__TASKS__
A: Answer these questions using the review of The Elaborate Entrance of Chad Deity.
(i) Who designed the costumes for the production?
(ii) Which two wrestlers did the reviewer once see battle at Township Auditorium?
(iii) How many actors does the story require?
B: Resume the review of The Elaborate Entrance of Chad Deity, starting right after its last sentence.

__PAGE EXTRACT__
· · · ·
Mirroring my own ambivalence to the spectacle, The Elaborate Entrance of Chad Deity is both an exposé of and an ode to professional wrestling. While deconstructing the fakeries of pro wrestling and examining its crude nationalistic stereotypes, playwright Kristoffer Diaz gives a set of skilled actors ample opportunities to demonstrate the spectacle’s glorious action – and for narrator Macedonio Guerra, to extol his livelihood as an art form. Enriching the entertainment of the current Carolina Actors Studio Theatre production, Artistic Director Michael R. Simmons drapes the show in live videography, fog effects, the company’s customary lobby makeover, and a wrestling undercard that’s already in progress as we enter the theater. If the ring itself is small and primitive by HD pay-per-view standards, it’s true to the seedy atmosphere I remember long ago when I saw Bobo Brazil battle Blackjack Mulligan at Township Auditorium in Columbia, South Carolina. A famous painting by George Bellows, Both Members of This Club, could have served as the inspiration for this sweaty tawdriness.

Much of the exposition in Act 1 and the build-up to the climax in Act 2 is based on the dubious premise that the superstars of the sport must rely on the nameless losers – their hapless partners in the ring – to sustain the illusion that they can actually wrestle. This premise remains plausible enough when Mace spars with the Apollo Creed-like Chad Deity, whose entrances are indeed elaborate, inundated with fog, flanked by a bikini-clad entourage, and festooned with showers of confetti and dollar bills. Mace’s importance remains obvious as he recruits and coaches Vineshwar Paduar, an Indian wonder boy who quickly rises in the wrestling firmament to a position where, as VP, he is set to challenge Deity (née Darnell) for the championship of the world. The pivotal importance of the patsy chimes with what I remember of Saturday morning wrestling TV shows, a cavalcade of swift 10-minute bouts (demolitions, really) that serve as platforms for the winners to vaunt, vent their anger at their rivals, and help the promoter attract a paying audience to an evening of fabulous clashes between the stars. Of course, Mace’s premise – the patsy’s indispensability – breaks down whenever the perpetual loser disappears from the equation and the mighty wrestling superstars have no one to rely upon but each other when they clash, staging epic hour-long battles before their screaming, maniacal fans.

If it’s fair to say that Diaz is distorting pro wrestling, it’s also legitimate to observe that he’s emulating it, engaging in the same sort of audacious myth-making that is the cornerstone of every two-bit and big-time wrestling outfit in the universe. But there is plenty of truth in the mix – and authentic skill. Diaz manages to distill the world of wrestling into a story that requires only five actors. The myth-making dimension of the script becomes deliciously manifest when T.H.E. Wrestling promoter Everett K. Olson (EKO) introduces the combatants, a hyperbolic ragout that is equally vague about the hometowns of the wrestlers and their weight. That gives Simmons and other Deity directors some welcome latitude in casting. Well-sculpted as he is, J.R. Jones is hardly the titan we would expect to portray Chad, and Denny Valentin, playing the challenger VP, is so diminutive that we’re verging on absurdity. Costumes, designed by Erin Amelia White, matter a lot, for they allow VP to transform before our eyes from a street hustler into a mystical Arabian terror and for Deity to radiate his regality.
· · · ·
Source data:

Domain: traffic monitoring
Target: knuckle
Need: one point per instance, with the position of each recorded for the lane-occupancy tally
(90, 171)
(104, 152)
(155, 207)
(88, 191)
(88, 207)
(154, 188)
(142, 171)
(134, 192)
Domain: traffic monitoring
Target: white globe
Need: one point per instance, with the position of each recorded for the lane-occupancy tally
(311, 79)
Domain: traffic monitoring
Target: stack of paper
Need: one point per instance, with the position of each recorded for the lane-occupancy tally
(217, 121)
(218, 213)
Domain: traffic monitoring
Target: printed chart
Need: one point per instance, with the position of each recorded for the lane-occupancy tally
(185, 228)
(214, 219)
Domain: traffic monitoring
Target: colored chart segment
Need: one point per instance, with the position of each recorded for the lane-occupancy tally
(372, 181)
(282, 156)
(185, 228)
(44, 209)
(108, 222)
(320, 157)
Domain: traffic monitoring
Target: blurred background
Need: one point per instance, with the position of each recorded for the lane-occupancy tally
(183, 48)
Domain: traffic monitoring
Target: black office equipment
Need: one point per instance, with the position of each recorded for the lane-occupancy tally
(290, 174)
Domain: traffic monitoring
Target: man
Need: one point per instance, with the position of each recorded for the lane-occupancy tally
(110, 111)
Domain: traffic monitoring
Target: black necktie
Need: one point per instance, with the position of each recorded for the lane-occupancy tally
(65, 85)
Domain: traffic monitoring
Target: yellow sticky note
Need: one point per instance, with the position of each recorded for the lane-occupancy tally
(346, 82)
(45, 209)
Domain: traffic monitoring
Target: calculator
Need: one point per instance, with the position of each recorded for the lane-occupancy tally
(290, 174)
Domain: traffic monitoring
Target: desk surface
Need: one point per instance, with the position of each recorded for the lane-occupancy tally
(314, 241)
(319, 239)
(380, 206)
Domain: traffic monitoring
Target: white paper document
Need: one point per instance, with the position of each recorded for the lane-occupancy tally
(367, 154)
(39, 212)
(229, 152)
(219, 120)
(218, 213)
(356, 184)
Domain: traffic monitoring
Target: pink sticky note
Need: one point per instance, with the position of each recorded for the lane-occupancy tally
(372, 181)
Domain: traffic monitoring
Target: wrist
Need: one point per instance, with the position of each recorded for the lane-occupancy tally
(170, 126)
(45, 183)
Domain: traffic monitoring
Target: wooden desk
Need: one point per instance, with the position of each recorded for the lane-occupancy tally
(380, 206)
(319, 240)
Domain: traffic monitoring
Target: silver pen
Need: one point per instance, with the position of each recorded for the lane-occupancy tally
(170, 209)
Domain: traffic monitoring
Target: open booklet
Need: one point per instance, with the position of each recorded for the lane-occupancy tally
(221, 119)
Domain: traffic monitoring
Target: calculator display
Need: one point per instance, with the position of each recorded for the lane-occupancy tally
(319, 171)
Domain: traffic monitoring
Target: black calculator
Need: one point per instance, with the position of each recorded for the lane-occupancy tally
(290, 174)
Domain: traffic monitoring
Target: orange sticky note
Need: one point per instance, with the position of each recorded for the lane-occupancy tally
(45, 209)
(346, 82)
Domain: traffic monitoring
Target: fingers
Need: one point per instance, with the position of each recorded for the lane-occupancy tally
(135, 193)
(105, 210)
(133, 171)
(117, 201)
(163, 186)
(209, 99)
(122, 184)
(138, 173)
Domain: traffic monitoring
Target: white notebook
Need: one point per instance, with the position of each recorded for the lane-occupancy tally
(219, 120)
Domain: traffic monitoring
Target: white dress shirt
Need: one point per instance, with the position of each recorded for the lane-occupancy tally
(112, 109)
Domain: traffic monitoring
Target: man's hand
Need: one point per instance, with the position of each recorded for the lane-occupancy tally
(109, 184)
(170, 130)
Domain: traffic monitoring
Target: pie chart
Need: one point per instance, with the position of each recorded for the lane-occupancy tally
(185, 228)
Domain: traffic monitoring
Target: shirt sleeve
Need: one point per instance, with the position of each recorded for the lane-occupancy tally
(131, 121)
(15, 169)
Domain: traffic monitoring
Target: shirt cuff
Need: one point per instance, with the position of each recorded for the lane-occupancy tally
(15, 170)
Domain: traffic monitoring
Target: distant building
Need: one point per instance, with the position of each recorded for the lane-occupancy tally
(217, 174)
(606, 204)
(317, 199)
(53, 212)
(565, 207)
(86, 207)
· · · ·
__EXPECTED OUTPUTS__
A:
(i) Erin Amelia White
(ii) Bobo Brazil and Blackjack Mulligan
(iii) Five

B:
The uncredited wrestling training and fight choreography are superb, blocked for maximum credibility. I was especially impressed with VP’s signature kick – the sound of his kick was always perfectly synchronized with its feigned impact and the wrestlers always found a diagonal angle that would make the blow believable to a maximum number of spectators. The undercard match, refereed by Josh Lucero with Anthony Brooks wrestling against Mace, had that good-vs.-evil tang that is the hallmark of old-time pro grappling, with Mace donning an ornate mask reminiscent of the heyday of Mil Máscaras. Everything goes just as smoothly when this weighty comedy begins, a tribute to the principals’ acting and athletic talents. Jones exudes smiling, cunning arrogance as Chad Deity, navigating the mean moments and, with equal aplomb, the moments when the champ relies on his business acumen to make his next move. Valentin’s portrait of the streetwise spellbinder/hustler Paduar is two shades more realistic than the evil and nefarious VP, a perfect calibration of the two disparate personalities.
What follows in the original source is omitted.